**Exercise aim**
Scale the records below from the line with "is the icelandic" to the line with "xmin=177 ymin=162 xmax=194 ymax=221", including both of those lines. Write these lines again with every bounding-box coordinate in the answers multiplied by 2.2 and rounded to a whole number (halves round up), and leave each request and its sample numbers unchanged.

**Working data**

..............................

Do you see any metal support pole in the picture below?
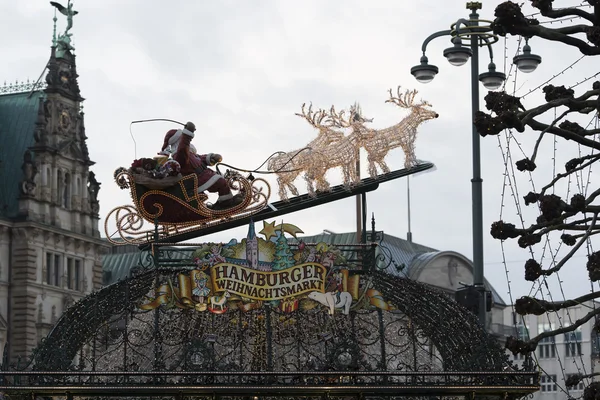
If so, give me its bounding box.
[469,7,486,328]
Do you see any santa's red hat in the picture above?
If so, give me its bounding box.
[158,128,196,155]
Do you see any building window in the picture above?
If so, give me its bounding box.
[538,337,556,358]
[540,375,557,392]
[62,173,71,208]
[591,328,600,356]
[565,328,582,357]
[565,374,585,391]
[67,257,83,291]
[46,252,63,287]
[515,321,529,360]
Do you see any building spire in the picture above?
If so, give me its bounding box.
[52,8,58,47]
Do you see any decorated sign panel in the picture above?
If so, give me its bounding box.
[140,222,393,314]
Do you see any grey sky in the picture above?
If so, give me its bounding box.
[0,0,597,302]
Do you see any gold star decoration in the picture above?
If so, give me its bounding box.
[258,221,279,240]
[275,222,304,239]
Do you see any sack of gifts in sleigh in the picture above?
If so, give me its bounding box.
[105,157,271,244]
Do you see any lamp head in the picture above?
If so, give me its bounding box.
[410,55,439,83]
[444,37,473,67]
[479,62,506,90]
[513,44,542,73]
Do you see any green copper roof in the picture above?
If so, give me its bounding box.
[0,91,43,218]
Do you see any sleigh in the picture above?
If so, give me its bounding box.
[104,168,271,245]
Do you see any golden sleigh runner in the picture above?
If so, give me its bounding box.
[104,167,271,245]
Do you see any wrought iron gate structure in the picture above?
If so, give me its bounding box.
[0,239,539,399]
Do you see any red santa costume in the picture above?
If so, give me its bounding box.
[158,122,243,209]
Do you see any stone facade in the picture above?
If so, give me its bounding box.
[0,43,110,361]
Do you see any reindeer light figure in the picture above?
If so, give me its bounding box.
[364,86,439,178]
[305,104,375,196]
[267,103,344,200]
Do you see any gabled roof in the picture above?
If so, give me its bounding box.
[0,91,44,218]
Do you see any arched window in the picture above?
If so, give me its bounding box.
[62,173,71,208]
[56,169,65,205]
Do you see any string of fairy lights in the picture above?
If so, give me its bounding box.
[497,4,600,398]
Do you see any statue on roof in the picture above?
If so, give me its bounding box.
[50,0,78,52]
[50,0,77,36]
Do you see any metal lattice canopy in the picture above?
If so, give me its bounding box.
[0,245,538,397]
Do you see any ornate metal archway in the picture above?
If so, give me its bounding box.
[0,239,538,398]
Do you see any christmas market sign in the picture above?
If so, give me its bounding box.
[140,222,392,314]
[210,263,326,300]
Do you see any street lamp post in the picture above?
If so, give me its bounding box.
[411,2,542,327]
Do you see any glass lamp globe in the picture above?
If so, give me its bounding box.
[479,63,506,90]
[513,44,542,74]
[410,56,439,83]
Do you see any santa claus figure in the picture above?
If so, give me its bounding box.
[158,122,244,210]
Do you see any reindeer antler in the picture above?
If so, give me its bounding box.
[385,86,417,108]
[295,103,327,129]
[328,106,350,128]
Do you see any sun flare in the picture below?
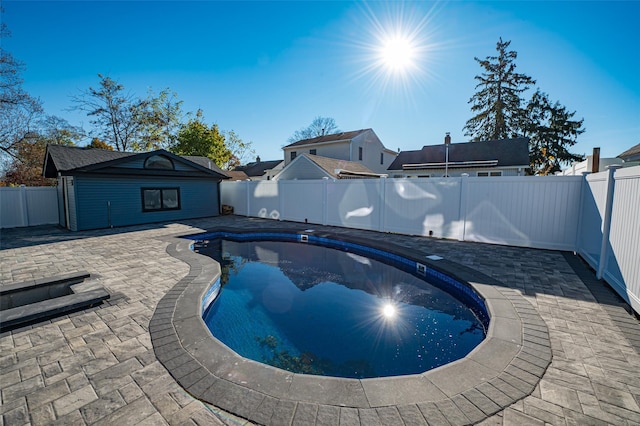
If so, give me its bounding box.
[382,303,396,318]
[380,36,416,72]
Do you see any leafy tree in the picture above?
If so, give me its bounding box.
[0,12,43,163]
[170,110,232,168]
[142,88,184,149]
[287,116,340,143]
[222,130,256,170]
[73,74,150,151]
[522,89,584,175]
[463,38,536,141]
[87,138,113,151]
[4,116,83,186]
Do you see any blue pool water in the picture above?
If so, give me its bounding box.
[194,237,488,378]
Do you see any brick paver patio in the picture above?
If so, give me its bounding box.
[0,216,640,425]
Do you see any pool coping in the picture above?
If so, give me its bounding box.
[149,224,551,424]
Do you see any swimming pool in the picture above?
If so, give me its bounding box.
[190,233,489,378]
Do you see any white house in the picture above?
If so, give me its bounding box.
[282,129,398,174]
[388,135,529,178]
[274,154,386,180]
[556,144,640,176]
[233,157,284,180]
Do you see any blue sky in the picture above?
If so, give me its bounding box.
[2,0,640,160]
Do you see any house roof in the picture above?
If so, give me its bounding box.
[42,145,228,179]
[284,129,371,148]
[224,170,249,181]
[618,143,640,161]
[300,154,380,179]
[387,138,529,170]
[233,160,283,176]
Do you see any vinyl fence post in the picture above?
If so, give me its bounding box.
[20,185,29,226]
[378,176,387,232]
[322,176,329,226]
[458,173,469,241]
[245,180,251,217]
[596,164,622,280]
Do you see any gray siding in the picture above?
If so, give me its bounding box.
[65,176,79,231]
[56,177,66,227]
[76,176,219,230]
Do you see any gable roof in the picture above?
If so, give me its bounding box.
[233,160,283,176]
[224,170,250,181]
[387,138,529,170]
[618,143,640,161]
[284,129,372,148]
[42,145,228,179]
[298,154,381,179]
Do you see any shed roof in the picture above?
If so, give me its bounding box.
[285,129,372,148]
[388,138,529,170]
[618,143,640,161]
[233,160,283,176]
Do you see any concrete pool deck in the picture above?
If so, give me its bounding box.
[0,216,640,425]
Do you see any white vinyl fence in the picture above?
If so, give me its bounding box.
[576,167,640,312]
[0,166,640,312]
[221,176,583,250]
[0,186,58,228]
[220,167,640,312]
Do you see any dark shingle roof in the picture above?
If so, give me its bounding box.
[43,145,227,178]
[181,155,227,175]
[618,143,640,161]
[233,160,283,176]
[285,129,371,148]
[224,170,249,181]
[44,145,135,177]
[387,138,529,170]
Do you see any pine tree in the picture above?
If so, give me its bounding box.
[463,38,536,141]
[522,89,584,175]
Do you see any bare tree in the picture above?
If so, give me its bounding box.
[287,116,340,143]
[72,74,150,151]
[0,13,43,163]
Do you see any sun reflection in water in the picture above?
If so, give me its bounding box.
[382,303,396,319]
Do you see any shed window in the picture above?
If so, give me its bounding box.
[144,155,174,170]
[142,188,180,212]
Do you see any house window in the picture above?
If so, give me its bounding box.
[478,171,502,177]
[142,188,180,212]
[144,155,174,170]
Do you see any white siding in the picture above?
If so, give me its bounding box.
[604,167,640,312]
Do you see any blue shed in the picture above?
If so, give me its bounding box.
[43,145,228,231]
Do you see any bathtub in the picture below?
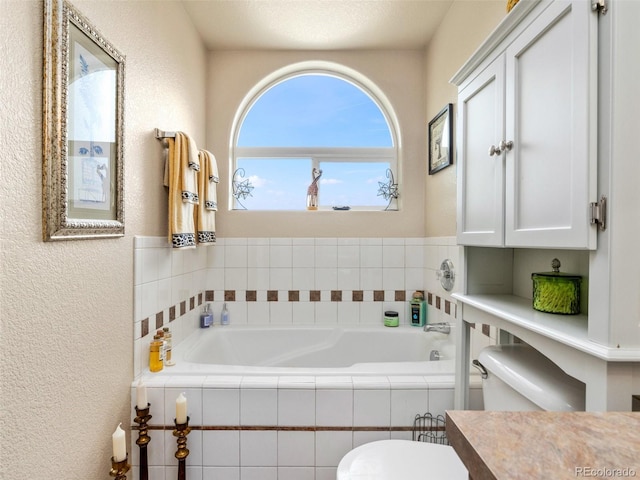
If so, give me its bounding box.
[131,325,464,479]
[162,325,454,376]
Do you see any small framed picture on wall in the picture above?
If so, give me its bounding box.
[428,103,453,175]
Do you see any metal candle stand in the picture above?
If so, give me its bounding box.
[109,455,131,480]
[173,417,191,480]
[133,403,151,480]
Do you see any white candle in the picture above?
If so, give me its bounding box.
[111,423,127,462]
[176,393,187,425]
[136,379,149,410]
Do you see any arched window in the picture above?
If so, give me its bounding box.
[230,65,398,210]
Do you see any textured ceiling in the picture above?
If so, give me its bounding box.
[182,0,454,50]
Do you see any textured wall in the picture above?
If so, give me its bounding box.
[0,0,206,480]
[424,0,506,237]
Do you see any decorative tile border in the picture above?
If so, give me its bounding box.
[140,290,460,337]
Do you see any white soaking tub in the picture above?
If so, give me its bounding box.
[161,325,454,375]
[131,325,455,479]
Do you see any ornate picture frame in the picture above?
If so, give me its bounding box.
[427,103,454,175]
[42,0,125,241]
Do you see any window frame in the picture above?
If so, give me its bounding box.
[228,62,400,212]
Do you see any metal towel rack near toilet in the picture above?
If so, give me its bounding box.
[413,413,449,445]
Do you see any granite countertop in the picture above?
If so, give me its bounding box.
[446,410,640,480]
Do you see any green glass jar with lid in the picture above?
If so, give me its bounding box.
[531,258,582,315]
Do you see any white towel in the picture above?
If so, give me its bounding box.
[165,132,200,248]
[197,150,220,245]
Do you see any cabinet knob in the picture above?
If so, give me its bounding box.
[500,140,513,152]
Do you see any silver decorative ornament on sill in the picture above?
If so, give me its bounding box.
[378,169,400,210]
[231,168,253,210]
[307,167,322,210]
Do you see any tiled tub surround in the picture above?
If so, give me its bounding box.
[134,237,459,375]
[131,370,480,480]
[131,237,490,480]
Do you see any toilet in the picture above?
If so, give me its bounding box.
[336,344,585,480]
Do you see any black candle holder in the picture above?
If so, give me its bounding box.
[173,417,191,480]
[109,455,131,480]
[133,403,151,480]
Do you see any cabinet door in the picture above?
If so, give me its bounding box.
[457,56,504,246]
[505,0,597,249]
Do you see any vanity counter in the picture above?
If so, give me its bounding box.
[446,410,640,480]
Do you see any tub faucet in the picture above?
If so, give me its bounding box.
[424,322,451,335]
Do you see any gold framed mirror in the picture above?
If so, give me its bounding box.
[42,0,125,241]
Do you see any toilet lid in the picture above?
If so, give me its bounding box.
[337,440,469,480]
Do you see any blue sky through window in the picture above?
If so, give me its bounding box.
[236,74,393,210]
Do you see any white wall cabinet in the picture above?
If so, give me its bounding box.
[452,0,597,249]
[452,0,640,411]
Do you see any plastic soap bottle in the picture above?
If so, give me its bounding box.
[220,303,229,325]
[200,303,213,328]
[409,290,427,327]
[162,327,175,367]
[149,335,164,372]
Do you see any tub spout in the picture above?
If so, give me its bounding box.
[424,322,451,335]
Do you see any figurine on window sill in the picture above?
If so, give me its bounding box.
[307,167,322,210]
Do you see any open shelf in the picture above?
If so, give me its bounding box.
[453,293,640,362]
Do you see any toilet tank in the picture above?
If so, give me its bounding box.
[478,344,585,411]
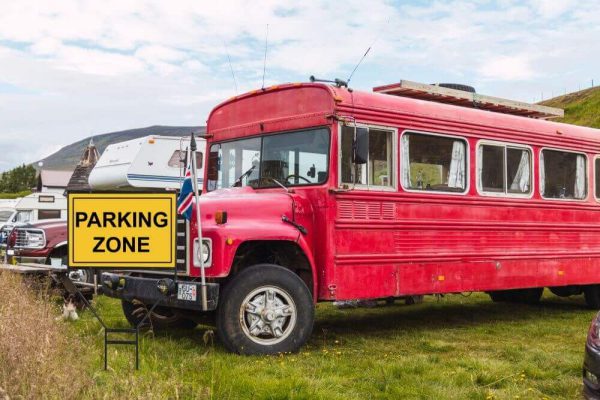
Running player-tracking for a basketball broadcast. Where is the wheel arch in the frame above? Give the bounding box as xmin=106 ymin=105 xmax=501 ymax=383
xmin=229 ymin=239 xmax=318 ymax=302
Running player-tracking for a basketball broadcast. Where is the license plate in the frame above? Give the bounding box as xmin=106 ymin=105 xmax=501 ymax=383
xmin=177 ymin=283 xmax=196 ymax=301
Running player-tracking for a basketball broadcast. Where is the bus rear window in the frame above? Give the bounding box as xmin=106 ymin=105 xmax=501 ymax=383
xmin=401 ymin=133 xmax=467 ymax=193
xmin=540 ymin=150 xmax=587 ymax=199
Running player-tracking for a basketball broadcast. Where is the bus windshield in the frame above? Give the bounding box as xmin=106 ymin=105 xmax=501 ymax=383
xmin=207 ymin=128 xmax=329 ymax=191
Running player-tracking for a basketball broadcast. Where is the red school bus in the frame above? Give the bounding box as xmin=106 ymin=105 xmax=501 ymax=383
xmin=103 ymin=83 xmax=600 ymax=354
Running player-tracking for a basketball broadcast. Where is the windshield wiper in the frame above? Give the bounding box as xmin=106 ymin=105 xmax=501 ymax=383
xmin=263 ymin=176 xmax=290 ymax=193
xmin=233 ymin=165 xmax=256 ymax=187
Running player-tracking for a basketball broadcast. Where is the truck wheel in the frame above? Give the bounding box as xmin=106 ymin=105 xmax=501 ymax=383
xmin=217 ymin=264 xmax=314 ymax=354
xmin=121 ymin=300 xmax=197 ymax=329
xmin=488 ymin=290 xmax=506 ymax=303
xmin=489 ymin=288 xmax=544 ymax=304
xmin=583 ymin=285 xmax=600 ymax=310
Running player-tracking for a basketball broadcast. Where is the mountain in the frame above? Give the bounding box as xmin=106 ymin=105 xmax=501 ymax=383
xmin=39 ymin=125 xmax=206 ymax=170
xmin=540 ymin=87 xmax=600 ymax=128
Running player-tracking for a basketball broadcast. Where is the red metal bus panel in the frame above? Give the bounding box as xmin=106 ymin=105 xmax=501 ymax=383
xmin=203 ymin=84 xmax=600 ymax=300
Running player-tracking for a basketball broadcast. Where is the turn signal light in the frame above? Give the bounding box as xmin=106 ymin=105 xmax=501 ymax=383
xmin=215 ymin=211 xmax=227 ymax=225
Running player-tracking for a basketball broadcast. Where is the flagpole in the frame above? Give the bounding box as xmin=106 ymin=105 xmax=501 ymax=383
xmin=190 ymin=132 xmax=208 ymax=311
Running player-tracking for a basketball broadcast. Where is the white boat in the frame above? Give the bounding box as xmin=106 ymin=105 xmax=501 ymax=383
xmin=88 ymin=136 xmax=206 ymax=190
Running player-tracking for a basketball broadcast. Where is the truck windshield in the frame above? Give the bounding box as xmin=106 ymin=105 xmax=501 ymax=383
xmin=207 ymin=128 xmax=329 ymax=191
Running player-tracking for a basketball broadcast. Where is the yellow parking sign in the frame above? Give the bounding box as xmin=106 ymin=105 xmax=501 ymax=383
xmin=68 ymin=193 xmax=177 ymax=269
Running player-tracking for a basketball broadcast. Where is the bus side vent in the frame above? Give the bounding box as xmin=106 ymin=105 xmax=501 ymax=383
xmin=337 ymin=200 xmax=396 ymax=220
xmin=175 ymin=215 xmax=187 ymax=273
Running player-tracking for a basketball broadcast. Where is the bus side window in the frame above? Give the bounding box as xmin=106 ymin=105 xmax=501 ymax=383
xmin=540 ymin=149 xmax=587 ymax=200
xmin=594 ymin=157 xmax=600 ymax=200
xmin=340 ymin=125 xmax=395 ymax=187
xmin=400 ymin=132 xmax=468 ymax=193
xmin=477 ymin=143 xmax=531 ymax=195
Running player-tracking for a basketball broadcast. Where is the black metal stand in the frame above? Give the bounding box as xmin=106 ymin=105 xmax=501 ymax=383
xmin=57 ymin=274 xmax=162 ymax=371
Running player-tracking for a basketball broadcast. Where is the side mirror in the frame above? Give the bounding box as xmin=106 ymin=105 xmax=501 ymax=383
xmin=352 ymin=128 xmax=369 ymax=164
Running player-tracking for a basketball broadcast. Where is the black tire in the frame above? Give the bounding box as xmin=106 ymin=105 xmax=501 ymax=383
xmin=217 ymin=264 xmax=314 ymax=354
xmin=437 ymin=83 xmax=475 ymax=93
xmin=489 ymin=288 xmax=544 ymax=304
xmin=583 ymin=285 xmax=600 ymax=310
xmin=121 ymin=300 xmax=198 ymax=330
xmin=488 ymin=290 xmax=506 ymax=303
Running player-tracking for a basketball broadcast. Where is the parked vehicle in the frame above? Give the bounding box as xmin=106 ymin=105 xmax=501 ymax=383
xmin=102 ymin=79 xmax=600 ymax=354
xmin=6 ymin=219 xmax=94 ymax=283
xmin=88 ymin=136 xmax=204 ymax=191
xmin=0 ymin=192 xmax=67 ymax=250
xmin=583 ymin=313 xmax=600 ymax=400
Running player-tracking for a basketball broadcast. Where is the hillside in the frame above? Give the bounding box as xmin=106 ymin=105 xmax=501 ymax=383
xmin=39 ymin=125 xmax=206 ymax=169
xmin=540 ymin=87 xmax=600 ymax=128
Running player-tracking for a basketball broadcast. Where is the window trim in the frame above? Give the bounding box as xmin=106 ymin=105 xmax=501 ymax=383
xmin=398 ymin=129 xmax=471 ymax=196
xmin=207 ymin=125 xmax=333 ymax=193
xmin=475 ymin=139 xmax=536 ymax=199
xmin=337 ymin=121 xmax=400 ymax=192
xmin=592 ymin=154 xmax=600 ymax=201
xmin=537 ymin=146 xmax=590 ymax=202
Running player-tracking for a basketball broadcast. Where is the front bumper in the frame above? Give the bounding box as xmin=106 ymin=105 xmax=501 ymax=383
xmin=7 ymin=255 xmax=46 ymax=265
xmin=583 ymin=343 xmax=600 ymax=400
xmin=101 ymin=272 xmax=219 ymax=311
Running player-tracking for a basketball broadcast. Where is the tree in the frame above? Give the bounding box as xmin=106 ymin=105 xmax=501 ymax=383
xmin=0 ymin=164 xmax=37 ymax=193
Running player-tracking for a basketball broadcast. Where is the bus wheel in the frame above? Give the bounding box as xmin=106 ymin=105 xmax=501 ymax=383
xmin=121 ymin=300 xmax=198 ymax=329
xmin=583 ymin=285 xmax=600 ymax=310
xmin=488 ymin=290 xmax=506 ymax=303
xmin=217 ymin=264 xmax=314 ymax=354
xmin=489 ymin=288 xmax=544 ymax=304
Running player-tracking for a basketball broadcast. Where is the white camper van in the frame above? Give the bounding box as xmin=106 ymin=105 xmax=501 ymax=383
xmin=88 ymin=136 xmax=206 ymax=190
xmin=6 ymin=193 xmax=67 ymax=225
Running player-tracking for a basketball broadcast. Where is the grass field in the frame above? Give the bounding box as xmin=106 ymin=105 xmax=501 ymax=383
xmin=69 ymin=293 xmax=594 ymax=399
xmin=541 ymin=87 xmax=600 ymax=128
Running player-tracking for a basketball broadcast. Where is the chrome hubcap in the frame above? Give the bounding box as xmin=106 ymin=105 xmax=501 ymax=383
xmin=69 ymin=269 xmax=88 ymax=282
xmin=240 ymin=286 xmax=296 ymax=345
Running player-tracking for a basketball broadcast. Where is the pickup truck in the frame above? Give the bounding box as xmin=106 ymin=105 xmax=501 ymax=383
xmin=6 ymin=219 xmax=94 ymax=283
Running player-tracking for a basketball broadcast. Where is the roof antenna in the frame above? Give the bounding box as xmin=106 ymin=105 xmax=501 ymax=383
xmin=223 ymin=42 xmax=238 ymax=94
xmin=262 ymin=24 xmax=269 ymax=89
xmin=346 ymin=18 xmax=390 ymax=84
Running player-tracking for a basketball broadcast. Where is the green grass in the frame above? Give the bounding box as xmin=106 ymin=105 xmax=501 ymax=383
xmin=540 ymin=87 xmax=600 ymax=128
xmin=72 ymin=294 xmax=595 ymax=399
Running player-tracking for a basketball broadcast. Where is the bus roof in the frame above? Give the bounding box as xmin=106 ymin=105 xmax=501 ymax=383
xmin=207 ymin=83 xmax=600 ymax=150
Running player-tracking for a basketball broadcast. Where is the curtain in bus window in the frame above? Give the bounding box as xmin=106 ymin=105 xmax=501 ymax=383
xmin=477 ymin=146 xmax=483 ymax=192
xmin=400 ymin=135 xmax=410 ymax=188
xmin=540 ymin=151 xmax=546 ymax=196
xmin=510 ymin=150 xmax=531 ymax=193
xmin=448 ymin=141 xmax=465 ymax=189
xmin=574 ymin=154 xmax=585 ymax=199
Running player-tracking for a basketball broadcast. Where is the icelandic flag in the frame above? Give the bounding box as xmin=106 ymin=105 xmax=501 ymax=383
xmin=177 ymin=162 xmax=194 ymax=221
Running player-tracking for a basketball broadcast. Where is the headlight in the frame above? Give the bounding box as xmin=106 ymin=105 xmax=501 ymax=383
xmin=25 ymin=231 xmax=46 ymax=249
xmin=194 ymin=239 xmax=212 ymax=267
xmin=198 ymin=242 xmax=210 ymax=264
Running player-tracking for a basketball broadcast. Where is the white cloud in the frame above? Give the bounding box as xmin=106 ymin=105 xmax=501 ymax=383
xmin=0 ymin=0 xmax=600 ymax=169
xmin=478 ymin=55 xmax=535 ymax=81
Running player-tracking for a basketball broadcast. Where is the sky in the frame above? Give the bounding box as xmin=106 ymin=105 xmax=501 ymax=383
xmin=0 ymin=0 xmax=600 ymax=171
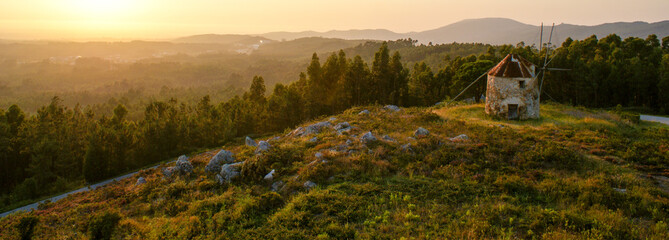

..............................

**Finished answer**
Running player-tracking for a basketball broadcast. Where is the icelandic flag in the frame above? Give the bounding box as xmin=106 ymin=105 xmax=501 ymax=383
xmin=389 ymin=356 xmax=427 ymax=486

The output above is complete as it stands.